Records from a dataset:
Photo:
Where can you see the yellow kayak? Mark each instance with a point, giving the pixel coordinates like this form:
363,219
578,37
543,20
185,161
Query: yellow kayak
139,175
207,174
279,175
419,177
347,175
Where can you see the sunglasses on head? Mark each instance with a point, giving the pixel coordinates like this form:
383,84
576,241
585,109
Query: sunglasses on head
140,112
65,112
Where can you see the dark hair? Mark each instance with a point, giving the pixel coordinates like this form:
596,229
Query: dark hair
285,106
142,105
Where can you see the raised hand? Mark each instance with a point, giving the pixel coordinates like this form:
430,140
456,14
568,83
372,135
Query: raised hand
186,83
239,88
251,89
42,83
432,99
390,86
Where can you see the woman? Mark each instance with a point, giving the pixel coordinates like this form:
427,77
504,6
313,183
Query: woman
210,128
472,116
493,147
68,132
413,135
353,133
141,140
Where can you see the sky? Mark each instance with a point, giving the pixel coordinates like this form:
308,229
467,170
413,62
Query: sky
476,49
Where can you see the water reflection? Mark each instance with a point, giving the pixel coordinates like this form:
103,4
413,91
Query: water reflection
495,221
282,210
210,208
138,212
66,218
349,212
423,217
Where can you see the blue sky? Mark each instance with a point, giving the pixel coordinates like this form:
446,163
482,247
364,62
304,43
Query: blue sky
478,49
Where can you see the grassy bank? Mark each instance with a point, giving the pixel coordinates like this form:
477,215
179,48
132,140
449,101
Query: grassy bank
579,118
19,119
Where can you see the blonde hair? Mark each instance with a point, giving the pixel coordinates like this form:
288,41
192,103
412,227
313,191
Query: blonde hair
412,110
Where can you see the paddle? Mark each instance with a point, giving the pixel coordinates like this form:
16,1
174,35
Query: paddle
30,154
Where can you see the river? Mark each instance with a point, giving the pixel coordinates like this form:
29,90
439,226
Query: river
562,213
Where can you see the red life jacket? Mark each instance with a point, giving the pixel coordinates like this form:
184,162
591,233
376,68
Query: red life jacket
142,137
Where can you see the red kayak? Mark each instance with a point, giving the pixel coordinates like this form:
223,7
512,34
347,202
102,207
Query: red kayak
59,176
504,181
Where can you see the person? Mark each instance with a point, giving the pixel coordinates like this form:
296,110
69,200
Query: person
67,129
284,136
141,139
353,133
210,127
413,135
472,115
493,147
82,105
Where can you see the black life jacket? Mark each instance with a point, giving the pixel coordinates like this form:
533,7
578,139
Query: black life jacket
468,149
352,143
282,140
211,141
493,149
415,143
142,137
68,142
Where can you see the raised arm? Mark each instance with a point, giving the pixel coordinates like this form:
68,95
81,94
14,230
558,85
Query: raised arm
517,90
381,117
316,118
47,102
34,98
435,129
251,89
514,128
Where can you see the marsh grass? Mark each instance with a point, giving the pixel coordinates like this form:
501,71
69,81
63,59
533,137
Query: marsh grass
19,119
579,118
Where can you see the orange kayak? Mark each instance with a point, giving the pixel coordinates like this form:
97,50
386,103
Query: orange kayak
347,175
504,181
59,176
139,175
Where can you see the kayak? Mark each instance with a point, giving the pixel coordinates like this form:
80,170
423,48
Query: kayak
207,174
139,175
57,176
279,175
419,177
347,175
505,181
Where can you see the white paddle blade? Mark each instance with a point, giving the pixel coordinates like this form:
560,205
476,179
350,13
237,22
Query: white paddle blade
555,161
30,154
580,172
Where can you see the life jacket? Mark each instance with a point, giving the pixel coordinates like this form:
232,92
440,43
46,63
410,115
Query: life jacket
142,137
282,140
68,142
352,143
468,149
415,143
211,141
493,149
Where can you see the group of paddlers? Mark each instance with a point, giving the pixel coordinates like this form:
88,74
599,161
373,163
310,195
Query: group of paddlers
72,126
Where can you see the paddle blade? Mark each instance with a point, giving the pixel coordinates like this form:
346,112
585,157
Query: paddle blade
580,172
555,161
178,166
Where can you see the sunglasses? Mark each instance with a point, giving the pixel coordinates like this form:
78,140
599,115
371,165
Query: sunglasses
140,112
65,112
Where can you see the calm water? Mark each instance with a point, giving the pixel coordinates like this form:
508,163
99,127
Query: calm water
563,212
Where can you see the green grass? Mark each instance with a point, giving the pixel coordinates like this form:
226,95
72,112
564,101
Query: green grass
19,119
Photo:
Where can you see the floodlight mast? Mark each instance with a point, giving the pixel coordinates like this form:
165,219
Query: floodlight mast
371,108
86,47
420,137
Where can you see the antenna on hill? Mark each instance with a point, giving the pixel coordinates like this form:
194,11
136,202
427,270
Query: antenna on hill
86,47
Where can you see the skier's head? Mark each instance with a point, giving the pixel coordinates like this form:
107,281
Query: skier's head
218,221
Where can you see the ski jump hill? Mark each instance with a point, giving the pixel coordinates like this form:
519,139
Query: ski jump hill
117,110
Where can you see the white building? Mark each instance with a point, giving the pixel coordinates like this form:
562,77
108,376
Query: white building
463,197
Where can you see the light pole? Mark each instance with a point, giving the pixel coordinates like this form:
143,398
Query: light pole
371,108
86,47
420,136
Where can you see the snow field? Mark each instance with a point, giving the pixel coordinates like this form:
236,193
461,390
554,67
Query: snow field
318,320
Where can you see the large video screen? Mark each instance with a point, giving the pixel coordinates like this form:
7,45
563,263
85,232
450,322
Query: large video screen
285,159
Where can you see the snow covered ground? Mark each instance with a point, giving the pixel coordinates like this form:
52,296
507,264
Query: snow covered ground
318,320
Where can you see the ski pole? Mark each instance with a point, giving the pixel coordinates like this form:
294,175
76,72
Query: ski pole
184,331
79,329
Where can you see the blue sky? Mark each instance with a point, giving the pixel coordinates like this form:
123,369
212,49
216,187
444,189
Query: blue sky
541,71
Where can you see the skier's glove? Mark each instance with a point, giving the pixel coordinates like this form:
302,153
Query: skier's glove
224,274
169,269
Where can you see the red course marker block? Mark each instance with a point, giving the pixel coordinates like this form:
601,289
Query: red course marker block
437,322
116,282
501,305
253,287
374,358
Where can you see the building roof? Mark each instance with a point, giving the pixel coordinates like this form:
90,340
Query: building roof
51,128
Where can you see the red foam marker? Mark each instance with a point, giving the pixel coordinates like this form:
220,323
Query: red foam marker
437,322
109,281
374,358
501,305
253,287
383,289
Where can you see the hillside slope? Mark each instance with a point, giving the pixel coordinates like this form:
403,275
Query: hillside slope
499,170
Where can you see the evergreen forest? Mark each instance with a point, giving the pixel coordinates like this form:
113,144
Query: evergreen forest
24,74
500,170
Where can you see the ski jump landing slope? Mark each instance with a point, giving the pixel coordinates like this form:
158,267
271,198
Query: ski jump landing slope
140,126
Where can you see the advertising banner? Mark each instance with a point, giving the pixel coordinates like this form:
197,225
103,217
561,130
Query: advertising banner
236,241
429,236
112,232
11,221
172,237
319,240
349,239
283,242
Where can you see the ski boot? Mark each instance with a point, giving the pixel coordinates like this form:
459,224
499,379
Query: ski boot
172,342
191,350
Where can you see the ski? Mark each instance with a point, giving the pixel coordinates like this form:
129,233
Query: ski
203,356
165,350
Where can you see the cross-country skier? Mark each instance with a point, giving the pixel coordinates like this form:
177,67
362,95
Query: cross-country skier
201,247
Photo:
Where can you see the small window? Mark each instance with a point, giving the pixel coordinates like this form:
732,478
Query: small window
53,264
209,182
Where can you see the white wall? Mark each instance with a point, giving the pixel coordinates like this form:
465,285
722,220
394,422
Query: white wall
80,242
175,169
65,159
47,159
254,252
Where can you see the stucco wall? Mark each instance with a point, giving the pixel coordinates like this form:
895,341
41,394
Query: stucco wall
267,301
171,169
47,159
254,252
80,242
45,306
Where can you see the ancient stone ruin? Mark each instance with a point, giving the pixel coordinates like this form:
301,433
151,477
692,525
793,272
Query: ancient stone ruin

DO THIS
Repeat only the stretch of lines starting at the one containing "Where can you see the red foam" and running to the final line of the entries above.

SOLVED EXERCISE
Where can you see the red foam marker? Mark each instance with a point, giving the pixel coordinates like this form:
220,323
Query: red foam marker
437,322
109,281
374,358
501,305
253,287
383,289
Where can you see the hillside slope? Mark each instance with a point, giving the pixel coordinates like this form:
403,275
Query: hillside slope
499,170
Where can you see the evergreen forest? Mark each instance with a point, giving the pixel coordinates like this form:
113,144
Query: evergreen forest
24,74
500,170
Where can you see the ski jump landing slope? Mark each instance with a point, giving the pixel coordinates like this form:
158,267
271,198
Query: ski jump landing slope
140,126
Where can you see the advertising banner? Mark each instance with a point, giving the pixel coordinates like this form:
197,225
103,217
561,130
Query: advertising banner
236,241
429,236
112,232
11,221
172,237
319,240
349,239
283,242
Where can you see the ski boot? Mark each instance with a point, giving the pixel coordinates like this form:
459,224
499,379
Query: ski boot
172,342
191,350
Where can you see the ski? Mark each instance with a point, giving the pixel coordinates like this form:
129,233
Query: ski
203,356
165,350
Where can you see the cross-country skier? Mark each instance with a point, giving the pixel coordinates like this form:
177,67
362,95
Query: cross-country skier
201,247
Photo:
Where can you see the small window? Mark each instance with a point, giving the pixel coordinates like this form:
732,478
Query: small window
53,264
209,182
Where can you see the white wall? Mark each instance with a point, giving the pixel coordinates like this form:
465,285
722,220
394,422
Query: white wall
80,242
175,169
65,159
47,159
254,252
Where can you see the stucco wall? Mark each instance with a point, giving the pixel coordinates like this form:
895,341
41,394
Query: stucco wall
267,301
171,169
47,159
254,252
80,242
45,306
Where can you see the ancient stone ruin? Mark each instance with a point, giving the pixel coordinates like this form:
301,433
151,477
692,525
793,272
Query: ancient stone ruin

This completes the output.